**REQUIRED WORK**. Continue the interview below about the film on Molly, starting right after its final sentence.

What’s it been like bringing Molly’s story to the forefront in an era where people aren’t talking about her like they should be?

Well I’m talking to you! You are my linchpin, my dear. Get out the word! I teach in San Francisco at the Academy of Art University and I’ve shown our sizzle over the past – I’ve been on this for six-plus years. I would show them the sizzle and I’d say, “Too long, right?” They’d say, “No, who is she!” There’s a hunger for a voice like Molly’s because the younger generations are very gender fluid, it’s not just women. There’s a difference now. It’s much more fluid and, obviously on the coasts and in big cities, but I think there’s a hunger for what Molly has to say because she was equal opportunity. What she said is common sense. Speaking truth to power, sending it for those who don’t have it. She said, “I don’t care who someone’s screwin’. I care about who’s getting screwed and who’s doing the screwin’.” Hello! Where are we at right now? Populism has gotten such a bad name. No, populism is about inequity. When are the pitchforks raised? As the middle class shrinks and gets smaller it affects all of us and I don’t care what party you’re on. So Molly…I would say she’s more relevant today than she was even when she was elected because it’s happening now and it’s worse. So you are, for us, fantastic. We want to spread the word to younger generations, to millennials, get out there [and] raise hell.

It’s insane that with all the streaming platforms and studios out there that this hasn’t been bought yet.

From your lips to Molly’s ears! She’s listening. It’s coming, and what’s so great about this is it’s word of mouth. People are seeing it and they’re blown away. So the more people who see it, and we’re gonna be at other festivals, it’s coming. It is a word of mouth picture. It’s grassroots and Molly was grassroots. I keep saying, we kept thinking, at a certain point, “we have to get this out for the next election.” It’s on Molly’s time. She is driving this bus. We’re blessed to be on her ride, but she’s driving this bus and the timing couldn’t be more perfect right now.

I love how you contextualize Molly as a woman, especially that scene where one of the interview subjects says Molly didn’t think she was loveable. How did you find that?

This has been unfolding for many years, trying to figure out how to tell her story. The A story is Molly, the B story is Texas [and] within that it’s a massive amount of material. We culled and culled and culled; I culled and culled. We did a rough cut screening as late as – this was in August – and we had things to create because good storytelling you need conflict, otherwise you have a hagiography, a puff piece. Everybody would always say to us – this was one of the last things we dug into the transcripts and found, they’d ask us, “Well, she’s gay isn’t she?” First of all, who cares? But, no, she’s not. She had lovers and she had lots of affairs. Sarah Spites says – and I’m so happy she says this – “I don’t think that’s anybody’s business.” But, the fact of the matter is, I did ask way back [to] her friends about her love life.

**SOURCE MATERIAL**.
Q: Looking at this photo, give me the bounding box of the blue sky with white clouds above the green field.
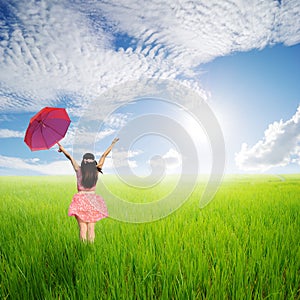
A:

**EXPECTED ANSWER**.
Mo and I, the editor and I, dug back in and found this little nugget because we were told…Molly was very complex and she was an alcoholic, so she very rarely allowed you in because she could barely look at her own truth until she got sober. So we went digging, because we needed a few more nuggets, and we found, literally, in one or two days…because I’m very thematic in how I do things, we found them [these clips] and pieced together that bit and it was perfect. It was what people wanted. That interview with that guy who says, “I heard you like men who are heavy drinkers and womanizers.” That interview, if I showed you that whole interview, as a feminist and as a woman, you’d say, “Fuck you!” Molly Ivins, if you watch the whole thing, you know how she laughs, that Southern belle; “Oh, don’t be silly. I never said that. I like men who like whiskey!” She nails him and she did that through the whole thing because he was totally patriarchal and trying to get her. The one moment in that, you have to look really closely, is when he asks her about having children and you actually see the real Molly. You see it for a moment, she actually drops the joking; she gets very quiet and it’s a little window in.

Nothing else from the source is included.